**Prompt**.
Reproduce every line of the data below verbatim, leaving out the pictures.

________

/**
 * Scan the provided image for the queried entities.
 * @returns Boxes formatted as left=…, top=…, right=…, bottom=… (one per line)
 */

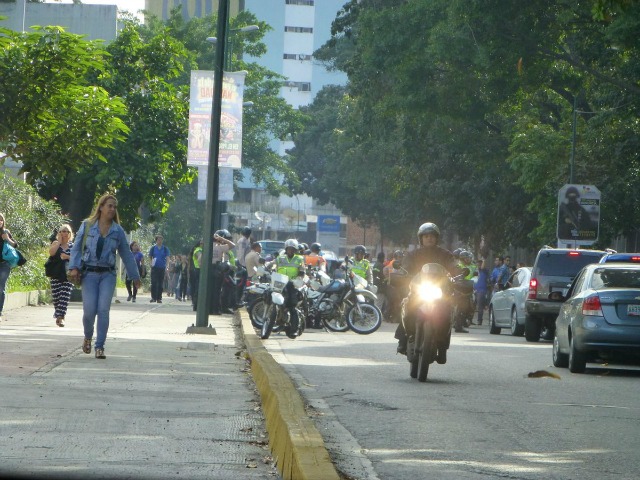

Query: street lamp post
left=207, top=24, right=255, bottom=228
left=194, top=1, right=229, bottom=333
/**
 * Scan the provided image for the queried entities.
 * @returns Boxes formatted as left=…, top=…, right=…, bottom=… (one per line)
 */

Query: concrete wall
left=0, top=0, right=118, bottom=42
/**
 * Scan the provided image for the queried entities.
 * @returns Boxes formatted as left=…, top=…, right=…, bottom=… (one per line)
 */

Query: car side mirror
left=549, top=292, right=567, bottom=302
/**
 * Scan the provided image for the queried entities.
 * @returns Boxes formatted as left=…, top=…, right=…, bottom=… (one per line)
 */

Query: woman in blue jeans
left=0, top=213, right=18, bottom=320
left=68, top=194, right=140, bottom=359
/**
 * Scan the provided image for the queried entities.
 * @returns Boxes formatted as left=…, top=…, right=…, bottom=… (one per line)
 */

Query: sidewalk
left=0, top=296, right=280, bottom=479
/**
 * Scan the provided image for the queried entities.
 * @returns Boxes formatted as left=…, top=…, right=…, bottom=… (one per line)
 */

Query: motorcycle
left=307, top=257, right=382, bottom=335
left=254, top=272, right=305, bottom=340
left=402, top=263, right=473, bottom=382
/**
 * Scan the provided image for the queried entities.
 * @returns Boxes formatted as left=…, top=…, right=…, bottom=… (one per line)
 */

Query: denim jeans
left=0, top=262, right=11, bottom=313
left=82, top=272, right=116, bottom=348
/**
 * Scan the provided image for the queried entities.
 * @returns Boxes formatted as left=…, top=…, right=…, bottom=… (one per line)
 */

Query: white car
left=489, top=267, right=531, bottom=337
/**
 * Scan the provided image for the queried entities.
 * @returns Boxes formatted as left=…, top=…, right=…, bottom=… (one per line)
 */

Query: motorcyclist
left=351, top=245, right=373, bottom=284
left=395, top=222, right=458, bottom=356
left=274, top=238, right=305, bottom=338
left=304, top=242, right=327, bottom=272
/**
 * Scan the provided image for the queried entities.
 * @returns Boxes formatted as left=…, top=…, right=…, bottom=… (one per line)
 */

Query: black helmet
left=215, top=228, right=231, bottom=240
left=418, top=222, right=440, bottom=244
left=460, top=250, right=473, bottom=262
left=564, top=187, right=580, bottom=198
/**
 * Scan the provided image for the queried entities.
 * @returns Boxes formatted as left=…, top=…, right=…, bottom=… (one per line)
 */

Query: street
left=258, top=323, right=640, bottom=480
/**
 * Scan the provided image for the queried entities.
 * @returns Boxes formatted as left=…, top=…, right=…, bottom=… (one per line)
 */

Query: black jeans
left=151, top=267, right=164, bottom=300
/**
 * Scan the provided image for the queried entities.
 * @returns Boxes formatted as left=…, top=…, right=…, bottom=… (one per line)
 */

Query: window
left=284, top=27, right=313, bottom=33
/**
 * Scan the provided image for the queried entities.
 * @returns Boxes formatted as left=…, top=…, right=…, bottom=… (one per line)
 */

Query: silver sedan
left=553, top=263, right=640, bottom=373
left=489, top=267, right=531, bottom=337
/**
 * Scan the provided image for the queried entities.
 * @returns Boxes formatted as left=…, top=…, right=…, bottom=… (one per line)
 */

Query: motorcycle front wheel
left=247, top=298, right=269, bottom=330
left=322, top=300, right=351, bottom=332
left=260, top=305, right=278, bottom=340
left=418, top=323, right=436, bottom=382
left=345, top=303, right=382, bottom=335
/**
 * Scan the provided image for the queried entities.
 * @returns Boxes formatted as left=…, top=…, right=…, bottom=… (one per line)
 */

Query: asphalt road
left=258, top=323, right=640, bottom=480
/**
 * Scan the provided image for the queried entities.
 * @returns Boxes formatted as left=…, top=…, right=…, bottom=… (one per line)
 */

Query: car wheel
left=552, top=330, right=569, bottom=368
left=569, top=336, right=587, bottom=373
left=489, top=307, right=502, bottom=335
left=511, top=307, right=524, bottom=337
left=524, top=315, right=542, bottom=342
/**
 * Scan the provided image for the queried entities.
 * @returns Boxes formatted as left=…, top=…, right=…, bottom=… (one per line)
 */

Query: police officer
left=274, top=238, right=305, bottom=338
left=351, top=245, right=373, bottom=284
left=209, top=230, right=236, bottom=315
left=395, top=222, right=457, bottom=363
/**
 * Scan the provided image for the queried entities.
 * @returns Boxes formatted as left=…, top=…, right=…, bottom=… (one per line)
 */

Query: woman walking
left=49, top=224, right=73, bottom=327
left=69, top=194, right=140, bottom=359
left=0, top=213, right=18, bottom=320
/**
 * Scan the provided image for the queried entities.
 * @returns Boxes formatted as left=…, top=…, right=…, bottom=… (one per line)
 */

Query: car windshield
left=591, top=268, right=640, bottom=289
left=538, top=253, right=601, bottom=277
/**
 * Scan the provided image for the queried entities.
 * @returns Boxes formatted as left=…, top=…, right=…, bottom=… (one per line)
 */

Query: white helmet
left=284, top=238, right=298, bottom=250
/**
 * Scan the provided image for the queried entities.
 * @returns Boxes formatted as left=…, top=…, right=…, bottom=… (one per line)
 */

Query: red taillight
left=582, top=295, right=602, bottom=317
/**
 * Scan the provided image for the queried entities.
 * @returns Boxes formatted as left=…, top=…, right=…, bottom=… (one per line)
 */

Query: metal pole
left=196, top=0, right=229, bottom=327
left=569, top=95, right=578, bottom=184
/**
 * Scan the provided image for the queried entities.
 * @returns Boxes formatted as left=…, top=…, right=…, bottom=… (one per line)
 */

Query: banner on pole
left=187, top=70, right=246, bottom=168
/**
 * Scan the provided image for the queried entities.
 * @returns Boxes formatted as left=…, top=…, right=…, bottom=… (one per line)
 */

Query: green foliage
left=0, top=171, right=66, bottom=292
left=291, top=0, right=640, bottom=250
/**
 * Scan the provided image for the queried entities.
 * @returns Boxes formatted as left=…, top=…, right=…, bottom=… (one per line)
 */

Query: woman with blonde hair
left=68, top=193, right=140, bottom=359
left=49, top=223, right=73, bottom=327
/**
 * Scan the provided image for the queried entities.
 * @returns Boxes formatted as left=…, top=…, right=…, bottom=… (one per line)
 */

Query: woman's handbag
left=2, top=242, right=20, bottom=268
left=44, top=252, right=67, bottom=282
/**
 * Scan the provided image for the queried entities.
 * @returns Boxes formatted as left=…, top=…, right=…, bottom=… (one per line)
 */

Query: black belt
left=84, top=266, right=115, bottom=273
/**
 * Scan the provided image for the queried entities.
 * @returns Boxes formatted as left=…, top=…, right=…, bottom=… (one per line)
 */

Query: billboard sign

________

**Solved problem**.
/**
 * Scan the provided image for the queried entities.
 * @returns Boxes formatted as left=…, top=…, right=…, bottom=… (one per line)
 */


Query: street lamp post
left=207, top=24, right=255, bottom=228
left=194, top=1, right=229, bottom=333
/**
 * Scan the provided image for the queried entities.
 * @returns Boxes formatted as left=…, top=…, right=…, bottom=… (one per line)
 */

Query: concrete wall
left=0, top=0, right=118, bottom=42
/**
 * Scan the provided image for the queried entities.
 * @returns Boxes formatted as left=…, top=…, right=…, bottom=… (one per line)
 */

Query: car side mirror
left=549, top=292, right=567, bottom=302
/**
 * Scan the provided image for the queried entities.
 * @returns Boxes formatted as left=…, top=…, right=…, bottom=… (one per line)
 */

Query: woman in blue jeans
left=0, top=213, right=18, bottom=320
left=68, top=194, right=140, bottom=359
/**
 * Scan the provided image for the queried entities.
 * @returns Boxes formatted as left=…, top=…, right=…, bottom=… (one per line)
 */

Query: sidewalk
left=0, top=296, right=280, bottom=479
/**
 * Scan the provided image for the queried entities.
 * @returns Boxes formatted as left=…, top=…, right=…, bottom=… (one per line)
 */

Query: motorcycle
left=307, top=257, right=382, bottom=335
left=254, top=272, right=305, bottom=340
left=402, top=263, right=473, bottom=382
/**
 * Scan the provided image for the queried entities.
 * @returns Boxes formatted as left=…, top=…, right=…, bottom=… (one per line)
 */

Query: denim jeans
left=0, top=262, right=11, bottom=313
left=82, top=272, right=116, bottom=348
/**
 * Scan the provided image for the queried entities.
 * @returns Boxes formatted as left=…, top=…, right=…, bottom=… (one per line)
 */

Query: white car
left=489, top=267, right=531, bottom=337
/**
 * Scan the provided image for the queried entities.
 * @returns Boxes formatted as left=…, top=…, right=…, bottom=… (one per line)
 */

Query: motorcyclist
left=351, top=245, right=373, bottom=284
left=395, top=222, right=458, bottom=356
left=274, top=238, right=305, bottom=338
left=304, top=242, right=327, bottom=272
/**
 * Scan the provided image for the queried entities.
 * @returns Boxes formatted as left=…, top=…, right=…, bottom=… (one per line)
 */

Query: black helmet
left=215, top=228, right=231, bottom=240
left=418, top=222, right=440, bottom=244
left=460, top=250, right=473, bottom=262
left=564, top=187, right=580, bottom=198
/**
 * Scan the provided image for the queried entities.
 * @returns Boxes formatted as left=…, top=…, right=…, bottom=… (one per line)
 */

Query: street
left=258, top=323, right=640, bottom=480
/**
 * Scan the provided image for the queried entities.
 * @returns Boxes formatted as left=…, top=…, right=…, bottom=… (one per line)
 */

Query: black jeans
left=151, top=267, right=164, bottom=300
/**
 * Scan the provided image for the queried entities.
 * @returns Boxes formatted as left=…, top=…, right=…, bottom=… (one per line)
 */

Query: window
left=284, top=27, right=313, bottom=33
/**
 * Scan the provided image for the queried entities.
 * @returns Boxes formatted as left=…, top=…, right=…, bottom=… (one per line)
 */

Query: silver sedan
left=553, top=263, right=640, bottom=373
left=489, top=267, right=531, bottom=337
/**
 * Scan the provided image for the queried entities.
 * @returns Boxes formatted as left=…, top=…, right=…, bottom=… (one per line)
 */

Query: motorcycle front wheel
left=247, top=298, right=269, bottom=330
left=322, top=300, right=351, bottom=332
left=260, top=305, right=278, bottom=340
left=418, top=323, right=436, bottom=382
left=345, top=303, right=382, bottom=335
/**
 * Scan the provided image for the queried entities.
 * @returns Boxes formatted as left=…, top=…, right=…, bottom=… (one per line)
 */

Query: asphalt road
left=258, top=323, right=640, bottom=480
/**
 * Scan the provided image for the queried entities.
 * @returns Boxes formatted as left=…, top=…, right=…, bottom=… (one per line)
 */

Query: car wheel
left=552, top=330, right=569, bottom=368
left=569, top=336, right=587, bottom=373
left=489, top=307, right=502, bottom=335
left=511, top=307, right=524, bottom=337
left=524, top=315, right=542, bottom=342
/**
 * Scan the provided image for the queried entities.
 * @returns Boxes formatted as left=…, top=…, right=…, bottom=… (one per line)
 */

Query: police officer
left=274, top=238, right=305, bottom=338
left=351, top=245, right=373, bottom=284
left=209, top=230, right=236, bottom=315
left=395, top=222, right=457, bottom=363
/**
 * Scan the provided image for the queried entities.
 * @returns Boxes formatted as left=…, top=…, right=…, bottom=… (one per line)
 */

Query: woman walking
left=49, top=224, right=73, bottom=327
left=69, top=194, right=140, bottom=359
left=0, top=213, right=18, bottom=320
/**
 * Scan the provided image for the queried entities.
 * @returns Boxes formatted as left=…, top=…, right=…, bottom=… (one per line)
 */

Query: car windshield
left=591, top=268, right=640, bottom=289
left=538, top=253, right=601, bottom=277
/**
 * Scan the provided image for the queried entities.
 * @returns Boxes formatted as left=…, top=…, right=…, bottom=… (one per line)
 */

Query: white helmet
left=284, top=238, right=298, bottom=250
/**
 * Scan the provided image for the queried entities.
 * @returns Boxes formatted as left=…, top=…, right=…, bottom=… (one per line)
 */

Query: red taillight
left=582, top=295, right=602, bottom=317
/**
 * Scan the provided image for the queried entities.
 * @returns Boxes formatted as left=…, top=…, right=…, bottom=… (one per line)
 */

Query: metal pole
left=196, top=0, right=229, bottom=327
left=569, top=95, right=578, bottom=184
/**
 * Scan the provided image for the queried entities.
 * @returns Boxes formatted as left=…, top=…, right=…, bottom=… (one per line)
 */

Query: banner on pole
left=187, top=70, right=246, bottom=168
/**
 * Scan the provided image for the queried entities.
 * @returns Boxes formatted as left=…, top=…, right=…, bottom=… (one per line)
 */

Query: green foliage
left=0, top=171, right=66, bottom=292
left=291, top=0, right=640, bottom=250
/**
 * Scan the provided image for the queried entities.
 * @returns Boxes formatted as left=…, top=…, right=…, bottom=… (one per line)
 */

Query: woman with blonde hair
left=68, top=193, right=140, bottom=359
left=49, top=223, right=73, bottom=327
/**
 * Scan the provided image for the queried entities.
 * @returns Boxes formatted as left=…, top=…, right=…, bottom=… (one per line)
 */

Query: woman's handbag
left=2, top=242, right=20, bottom=268
left=44, top=252, right=67, bottom=282
/**
 * Scan the provided image for the queried entities.
 * @returns Boxes formatted as left=…, top=…, right=…, bottom=… (one per line)
 */

Query: black belt
left=84, top=266, right=115, bottom=273
/**
 * Scan the provided image for the queried entities.
 * @returns Boxes formatted as left=…, top=…, right=…, bottom=… (one per line)
 */

Query: billboard sign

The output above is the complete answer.